▶ _FRAGMENTO DEL DOCUMENTO_:
La semana pasada tuvimos fiestón. Porque sí. No teníamos un duro en el banco, pero nos dio igual. Dos cabras compramos. Como nos quedamos sin dinero para coca colas, bebimos los polvos solubles, a dos birr el sobre, para dos litros de agua. Decoramos con sábanas viejas y papel de váter. La excusa: el cumpleaños de nuestros hijos. Como en las guarderías buenas, celebramos una vez al año el cumpleaños de todos los peques. En Europa lo hacen para no liarse con tanta fiesta. Aquí lo hacemos porque nadie se acuerda de la fecha de nacimiento de sus hijos.

A las once de la mañana, con la carne ya preparada, llegó S.: “¡¡¡¡Kaktus!!!, ¡ya puedo ver!”. Dios mío, qué alegría. Su abuela –recientemente entrada en el proyecto-, lo mira contenta. Y a pesar de que no he hecho nada –sólo lo mandé al médico a que le corrigieran la medicación- me embarga una felicidad absurda.

Y luego llega A. del cole, caminando casi normal con su pierna nueva, y su madre, F., me mira y se ríe. Ponemos a M., su otro hijo, tumbado en un colchón en medio del jaleo, para que se sienta todo lo importante que es. Se quedará dormido a mitad de sarao, pero hasta entonces abrirá su enorme bocota para gritar que él también se alegra de estar vivo.

A mediodía, de bolsas de plástico escondidas, salen vestidos de tul cutre, brillantes brillantes, y las peques se visten de novias. Las Señoras Vulnerables preparan la mesa del bufé. Las Adolescentes Gueter acaban de decorar. Las dos cuidadoras se visten de fiesta, porque es el cumpleaños de sus alumnos.

Entradas de datos recopiladas
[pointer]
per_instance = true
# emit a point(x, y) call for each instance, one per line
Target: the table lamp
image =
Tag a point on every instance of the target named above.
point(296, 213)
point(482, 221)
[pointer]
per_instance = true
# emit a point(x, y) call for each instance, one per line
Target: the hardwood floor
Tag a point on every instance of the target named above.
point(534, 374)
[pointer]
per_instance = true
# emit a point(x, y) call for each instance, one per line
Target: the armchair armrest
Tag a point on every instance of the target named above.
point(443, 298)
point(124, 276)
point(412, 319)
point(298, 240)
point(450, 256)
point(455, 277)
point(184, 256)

▶ _ENUNCIADO DEL PROBLEMA_: Copia el texto sobre la fiesta de cumpleaños desde "A las once de" hasta "una felicidad absurda.", ambos incluidos, y sustituye "abuela" por "tía". Los registros no guardan ninguna relación con el texto sobre la fiesta de cumpleaños.

▶ _TU SOLUCIÓN_:
A las once de la mañana, con la carne ya preparada, llegó S.: “¡¡¡¡Kaktus!!!, ¡ya puedo ver!”. Dios mío, qué alegría. Su tía –recientemente entrada en el proyecto-, lo mira contenta. Y a pesar de que no he hecho nada –sólo lo mandé al médico a que le corrigieran la medicación- me embarga una felicidad absurda.